Print each of the following lines word for word, without changing anything.

+++ Provided records

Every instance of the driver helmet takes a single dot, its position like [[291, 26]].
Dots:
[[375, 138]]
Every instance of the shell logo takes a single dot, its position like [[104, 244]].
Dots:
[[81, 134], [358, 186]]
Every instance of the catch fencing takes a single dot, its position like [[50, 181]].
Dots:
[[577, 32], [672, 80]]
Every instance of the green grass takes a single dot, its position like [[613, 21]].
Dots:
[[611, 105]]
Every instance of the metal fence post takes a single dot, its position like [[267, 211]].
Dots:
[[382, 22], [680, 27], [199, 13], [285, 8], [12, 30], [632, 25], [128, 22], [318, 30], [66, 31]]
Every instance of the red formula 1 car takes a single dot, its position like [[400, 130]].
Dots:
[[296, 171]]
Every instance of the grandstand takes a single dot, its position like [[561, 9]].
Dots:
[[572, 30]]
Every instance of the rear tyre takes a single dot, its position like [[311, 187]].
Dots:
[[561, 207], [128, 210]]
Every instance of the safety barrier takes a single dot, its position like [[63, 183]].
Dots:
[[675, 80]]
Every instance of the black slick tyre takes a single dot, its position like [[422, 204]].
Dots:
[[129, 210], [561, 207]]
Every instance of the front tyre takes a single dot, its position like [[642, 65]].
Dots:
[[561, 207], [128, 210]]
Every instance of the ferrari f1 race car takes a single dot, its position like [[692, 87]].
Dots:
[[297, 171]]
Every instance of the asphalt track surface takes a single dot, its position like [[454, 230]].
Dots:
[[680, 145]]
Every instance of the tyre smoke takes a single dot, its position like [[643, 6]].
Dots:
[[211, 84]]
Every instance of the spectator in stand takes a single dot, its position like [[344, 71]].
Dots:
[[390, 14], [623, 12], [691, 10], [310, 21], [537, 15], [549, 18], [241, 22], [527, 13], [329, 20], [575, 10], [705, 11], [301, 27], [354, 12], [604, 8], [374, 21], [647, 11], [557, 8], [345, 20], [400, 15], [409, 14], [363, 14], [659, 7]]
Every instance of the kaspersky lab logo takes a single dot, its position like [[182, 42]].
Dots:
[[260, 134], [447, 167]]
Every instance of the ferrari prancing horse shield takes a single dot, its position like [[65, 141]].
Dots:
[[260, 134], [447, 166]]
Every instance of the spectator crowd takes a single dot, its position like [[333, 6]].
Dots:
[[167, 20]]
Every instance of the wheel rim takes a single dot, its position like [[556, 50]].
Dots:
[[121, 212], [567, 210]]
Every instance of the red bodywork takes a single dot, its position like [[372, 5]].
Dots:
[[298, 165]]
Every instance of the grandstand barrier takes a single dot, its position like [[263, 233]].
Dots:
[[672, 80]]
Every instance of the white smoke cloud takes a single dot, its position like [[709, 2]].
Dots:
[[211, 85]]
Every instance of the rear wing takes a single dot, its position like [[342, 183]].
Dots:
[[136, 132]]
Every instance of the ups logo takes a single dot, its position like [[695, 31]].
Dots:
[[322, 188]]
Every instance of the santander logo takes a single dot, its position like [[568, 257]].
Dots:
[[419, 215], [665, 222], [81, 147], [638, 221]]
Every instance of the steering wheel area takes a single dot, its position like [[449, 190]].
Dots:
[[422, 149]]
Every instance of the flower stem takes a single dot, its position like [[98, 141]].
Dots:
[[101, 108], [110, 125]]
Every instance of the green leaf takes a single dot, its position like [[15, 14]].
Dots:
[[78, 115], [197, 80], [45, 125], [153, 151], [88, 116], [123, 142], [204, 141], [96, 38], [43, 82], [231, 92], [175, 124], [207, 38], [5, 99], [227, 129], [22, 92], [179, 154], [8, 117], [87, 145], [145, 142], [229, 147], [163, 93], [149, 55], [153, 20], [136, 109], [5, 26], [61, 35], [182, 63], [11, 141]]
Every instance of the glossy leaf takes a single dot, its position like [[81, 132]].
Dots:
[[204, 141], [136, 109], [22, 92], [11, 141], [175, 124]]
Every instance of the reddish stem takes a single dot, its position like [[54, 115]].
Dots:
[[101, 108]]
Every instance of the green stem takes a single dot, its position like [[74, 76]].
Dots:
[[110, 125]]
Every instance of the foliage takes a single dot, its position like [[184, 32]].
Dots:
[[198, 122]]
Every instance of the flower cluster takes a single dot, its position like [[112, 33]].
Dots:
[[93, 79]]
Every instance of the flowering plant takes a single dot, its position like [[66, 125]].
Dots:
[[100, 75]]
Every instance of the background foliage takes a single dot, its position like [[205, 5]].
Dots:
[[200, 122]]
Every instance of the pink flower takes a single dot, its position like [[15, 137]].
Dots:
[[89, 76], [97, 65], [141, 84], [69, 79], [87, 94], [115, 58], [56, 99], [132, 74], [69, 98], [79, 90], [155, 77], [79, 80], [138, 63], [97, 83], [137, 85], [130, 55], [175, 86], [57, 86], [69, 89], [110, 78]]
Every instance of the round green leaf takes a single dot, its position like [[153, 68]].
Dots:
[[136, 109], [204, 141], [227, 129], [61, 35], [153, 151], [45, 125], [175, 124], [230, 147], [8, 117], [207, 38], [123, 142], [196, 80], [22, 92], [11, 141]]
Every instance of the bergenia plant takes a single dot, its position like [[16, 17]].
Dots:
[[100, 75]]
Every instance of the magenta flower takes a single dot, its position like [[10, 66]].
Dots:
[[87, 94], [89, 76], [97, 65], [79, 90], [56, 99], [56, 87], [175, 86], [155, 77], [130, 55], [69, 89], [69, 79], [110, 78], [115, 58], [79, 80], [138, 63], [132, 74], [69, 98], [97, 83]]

++++++

__Correct output__.
Every instance of the driver helmet takes a single dot, its position like [[291, 26]].
Dots:
[[375, 138]]
Every instance of the shell logo takes a single dot, its position like [[104, 244]].
Dots:
[[81, 134], [358, 186]]
Every instance of the catch fencing takes a single dot, its position like [[50, 181]].
Dots:
[[577, 32], [672, 80]]
Every instance of the green grass takes a single dot, its position like [[613, 21]].
Dots:
[[611, 105]]
Every instance of the metal fence post takes a single dot, its position like [[267, 211]].
Dots:
[[382, 22], [680, 27], [199, 13], [285, 8], [12, 30], [632, 25], [128, 22], [318, 30], [66, 31]]
Every instance of the red formula 1 car takes a single dot, its position like [[400, 130]].
Dots:
[[296, 171]]
Every instance of the grandstand takes a single dot, its position like [[561, 9]].
Dots:
[[572, 30]]
Every instance of the rear tyre takes a single dot, its position like [[311, 187]].
Dots:
[[561, 207], [128, 210]]
Every instance of the safety barrier takes a single dot, its position like [[63, 183]].
Dots:
[[675, 80]]
Every instance of the black slick tyre takes a single dot, its position like [[422, 204]].
Dots:
[[129, 210], [561, 207]]
Every instance of the front tyre takes a single dot, its position like [[642, 65]].
Dots:
[[561, 207], [128, 210]]
Every instance of the ferrari f1 race car takes a single dot, its position like [[692, 87]].
Dots:
[[297, 171]]
Every instance of the asphalt track surface takes a single dot, its position like [[454, 230]].
Dots:
[[680, 145]]
Every instance of the tyre smoke takes a single dot, its position like [[643, 6]].
Dots:
[[211, 84]]
Every instance of the spectator in stand takes a single dot, its position like [[344, 71]].
Dots:
[[390, 14], [623, 12], [691, 10], [310, 21], [537, 15], [549, 18], [241, 22], [527, 13], [329, 20], [575, 10], [705, 11], [301, 27], [354, 12], [604, 8], [374, 21], [647, 11], [557, 8], [345, 20], [400, 15], [409, 14], [363, 14], [659, 7]]
Every instance of the kaspersky lab logo takes a single dot, its position like [[182, 42]].
Dots:
[[260, 134], [447, 167]]
Every instance of the ferrari prancing horse shield takes a single dot, its position like [[65, 141]].
Dots:
[[260, 134], [447, 166]]
Every instance of the spectator crowd takes a single dot, its position like [[333, 6]].
Dots:
[[167, 20]]
Every instance of the wheel rim takes a single dot, its position like [[556, 50]].
Dots:
[[121, 212], [567, 210]]
Every instance of the red bodywork takes a single dot, its position like [[372, 5]].
Dots:
[[298, 165]]
Every instance of the grandstand barrier takes a single dot, its position like [[263, 233]].
Dots:
[[672, 80]]
Every instance of the white smoke cloud takes a single dot, its position like [[709, 2]].
Dots:
[[211, 85]]
Every instance of the rear wing takes a single dot, its position like [[342, 183]].
Dots:
[[136, 132]]
Every instance of the ups logo takes a single dot, its position like [[695, 31]].
Dots:
[[322, 188]]
Every instance of the santander logo takes a single dot, its position like [[568, 257]].
Dots:
[[419, 215], [665, 222], [81, 147], [638, 221]]
Every instance of the steering wheel area takes a single dot, its position like [[449, 190]].
Dots:
[[422, 149]]
Every instance of the flower stem takes a single dot, its position like [[98, 141]].
Dots:
[[101, 108], [110, 125]]
Every instance of the green leaf takes a single dot, its position like [[15, 14]].
Dots:
[[78, 115], [197, 80], [45, 125], [153, 151], [88, 116], [123, 142], [204, 141], [96, 38], [43, 82], [231, 92], [175, 124], [207, 38], [5, 99], [227, 129], [22, 92], [179, 154], [8, 117], [87, 145], [145, 142], [229, 147], [163, 93], [149, 55], [153, 20], [136, 109], [5, 26], [61, 35], [182, 63], [11, 141]]
Every instance of the glossy leaf takes a single dot, its position like [[81, 132]].
Dots:
[[204, 141], [136, 109], [22, 92], [11, 141], [175, 124]]
Every instance of the reddish stem takes a single dot, its position like [[54, 115]].
Dots:
[[101, 108]]
Every instance of the green stem takes a single dot, its position like [[74, 76]].
Dots:
[[110, 125]]
Every instance of the foliage takes a single dot, its position like [[184, 32]].
Dots:
[[198, 122]]
Every instance of the flower cluster takes a single dot, its position like [[112, 33]].
Dots:
[[93, 79]]
Every instance of the flowering plant takes a single dot, its position like [[66, 125]].
Dots:
[[100, 75]]
Every instance of the background foliage takes a single dot, its position like [[205, 5]].
Dots:
[[200, 122]]
Every instance of the pink flower takes a single dot, its position like [[15, 137]].
Dots:
[[89, 76], [97, 65], [141, 84], [69, 79], [87, 94], [115, 58], [56, 99], [132, 74], [69, 98], [79, 90], [155, 77], [79, 80], [138, 63], [97, 83], [137, 85], [130, 55], [175, 86], [57, 86], [69, 89], [110, 78]]
Every instance of the round green leaf takes a single dot, its position like [[153, 68]].
Dots:
[[136, 109], [204, 141], [227, 129], [61, 35], [153, 151], [45, 125], [175, 124], [230, 147], [8, 117], [207, 38], [123, 142], [196, 80], [22, 92], [11, 141]]
Every instance of the bergenia plant takes a single dot, its position like [[16, 17]].
Dots:
[[100, 75]]
Every instance of the magenta flower takes a single dot, its position like [[10, 66]].
Dots:
[[87, 94], [89, 76], [97, 65], [79, 90], [56, 99], [56, 87], [175, 86], [155, 77], [130, 55], [69, 89], [69, 79], [110, 78], [115, 58], [79, 80], [138, 63], [132, 74], [69, 98], [97, 83]]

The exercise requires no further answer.